## EXCERPT

>> Start

It seems that Mr Parker neither respects scientific experiments nor understands their use — experiments are not dog tricks. Sadly, though, this is often the response of experts, who apparently see their authority as being challenged by any objective assessment of their (alleged) expertise.


A more general case of this in the wine industry is the ability to recognize whether a wine tasted blind is red or white. It has sometimes been claimed that most people cannot tell the difference, when the wines are tasted under identical conditions.

This topic is worthy of some discussion, because it seems to me (as a professional scientist) that: (i) it has never actually been shown that people can not tell; and (ii) testing this claim scientifically would actually be rather hard.

Potential problems

Most of the so-called experiments reported in the general media strike me as being rather inadequate. The main issue is comparability. This is a basic requirement of experiments, that the things being compared are directly comparable. If the things being compared differ in several ways, then how can you know which one is causing the main effect?

>> End

## WHAT YOU WILL DO
A. Mark each statement yes or no according to the excerpt on wine-tasting experiments, and quote the words that decide it: (i) It has been shown that people tasting blind cannot tell red wine from white. (ii) The author thinks a scientific test of the red-or-white claim would be fairly easy. (iii) The main issue with the experiments reported in the general media is comparability.
B. In the records, swap "single-line" for "one-line" and leave everything else as it is. Begin at the line that has "Can you find the wet", continue through the end of the records, and give back only those lines.

## RECORDS TO PROCESS

>> Start

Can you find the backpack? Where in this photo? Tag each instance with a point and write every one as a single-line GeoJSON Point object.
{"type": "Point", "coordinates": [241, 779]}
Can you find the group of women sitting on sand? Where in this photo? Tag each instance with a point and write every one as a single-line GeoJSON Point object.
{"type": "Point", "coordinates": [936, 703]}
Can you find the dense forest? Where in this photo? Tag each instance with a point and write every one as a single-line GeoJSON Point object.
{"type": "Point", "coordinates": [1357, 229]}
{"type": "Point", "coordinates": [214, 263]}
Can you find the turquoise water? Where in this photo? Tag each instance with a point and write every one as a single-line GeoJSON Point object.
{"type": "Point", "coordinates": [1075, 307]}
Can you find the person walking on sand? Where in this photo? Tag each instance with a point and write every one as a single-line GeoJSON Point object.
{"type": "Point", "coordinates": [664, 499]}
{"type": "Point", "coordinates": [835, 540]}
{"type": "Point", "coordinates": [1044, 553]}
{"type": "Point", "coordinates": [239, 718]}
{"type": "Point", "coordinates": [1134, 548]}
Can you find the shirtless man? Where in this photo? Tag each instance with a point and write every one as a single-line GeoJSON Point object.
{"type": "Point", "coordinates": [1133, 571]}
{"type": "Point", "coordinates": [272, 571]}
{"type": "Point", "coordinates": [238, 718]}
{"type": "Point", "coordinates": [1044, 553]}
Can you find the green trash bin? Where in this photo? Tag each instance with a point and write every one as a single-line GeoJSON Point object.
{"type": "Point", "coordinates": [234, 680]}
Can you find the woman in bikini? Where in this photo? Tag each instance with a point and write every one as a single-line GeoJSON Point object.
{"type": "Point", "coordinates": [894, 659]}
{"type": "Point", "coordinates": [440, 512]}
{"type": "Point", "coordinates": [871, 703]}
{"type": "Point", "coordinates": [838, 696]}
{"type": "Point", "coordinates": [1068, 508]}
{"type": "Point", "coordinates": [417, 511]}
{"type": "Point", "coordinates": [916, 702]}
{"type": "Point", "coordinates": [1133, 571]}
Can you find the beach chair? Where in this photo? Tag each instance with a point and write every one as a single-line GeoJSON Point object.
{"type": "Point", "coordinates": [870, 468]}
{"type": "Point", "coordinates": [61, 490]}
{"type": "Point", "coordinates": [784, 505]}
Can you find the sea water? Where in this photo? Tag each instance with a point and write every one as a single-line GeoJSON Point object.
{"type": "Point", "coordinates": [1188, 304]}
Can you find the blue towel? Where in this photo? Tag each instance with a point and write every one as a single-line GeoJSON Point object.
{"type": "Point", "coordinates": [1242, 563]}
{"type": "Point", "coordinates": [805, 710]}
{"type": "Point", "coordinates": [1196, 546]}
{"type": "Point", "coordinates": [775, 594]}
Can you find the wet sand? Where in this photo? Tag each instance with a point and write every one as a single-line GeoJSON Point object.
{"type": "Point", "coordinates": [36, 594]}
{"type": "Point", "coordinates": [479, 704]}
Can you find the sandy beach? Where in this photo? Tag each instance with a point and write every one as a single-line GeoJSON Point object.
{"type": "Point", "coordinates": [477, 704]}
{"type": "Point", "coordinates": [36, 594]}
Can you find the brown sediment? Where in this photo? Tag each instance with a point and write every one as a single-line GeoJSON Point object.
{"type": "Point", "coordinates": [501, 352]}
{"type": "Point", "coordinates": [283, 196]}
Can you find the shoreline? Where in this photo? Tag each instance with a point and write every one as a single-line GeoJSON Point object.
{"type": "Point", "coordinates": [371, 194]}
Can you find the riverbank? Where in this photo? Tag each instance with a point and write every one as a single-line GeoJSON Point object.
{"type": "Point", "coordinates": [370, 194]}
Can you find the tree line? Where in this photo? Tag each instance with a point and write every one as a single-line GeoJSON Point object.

>> End

## TASK SOLUTIONS
A.
(i) No: "it has never actually been shown that people can not tell"
(ii) No: "testing this claim scientifically would actually be rather hard"
(iii) Yes: "The main issue is comparability."

B.
Can you find the wet sand? Where in this photo? Tag each instance with a point and write every one as a one-line GeoJSON Point object.
{"type": "Point", "coordinates": [36, 594]}
{"type": "Point", "coordinates": [479, 704]}
Can you find the sandy beach? Where in this photo? Tag each instance with a point and write every one as a one-line GeoJSON Point object.
{"type": "Point", "coordinates": [477, 704]}
{"type": "Point", "coordinates": [36, 594]}
Can you find the brown sediment? Where in this photo? Tag each instance with a point and write every one as a one-line GeoJSON Point object.
{"type": "Point", "coordinates": [501, 352]}
{"type": "Point", "coordinates": [283, 196]}
Can you find the shoreline? Where in this photo? Tag each instance with a point and write every one as a one-line GeoJSON Point object.
{"type": "Point", "coordinates": [371, 194]}
Can you find the riverbank? Where in this photo? Tag each instance with a point and write every one as a one-line GeoJSON Point object.
{"type": "Point", "coordinates": [370, 194]}
Can you find the tree line? Where in this photo? Tag each instance with a point and write every one as a one-line GeoJSON Point object.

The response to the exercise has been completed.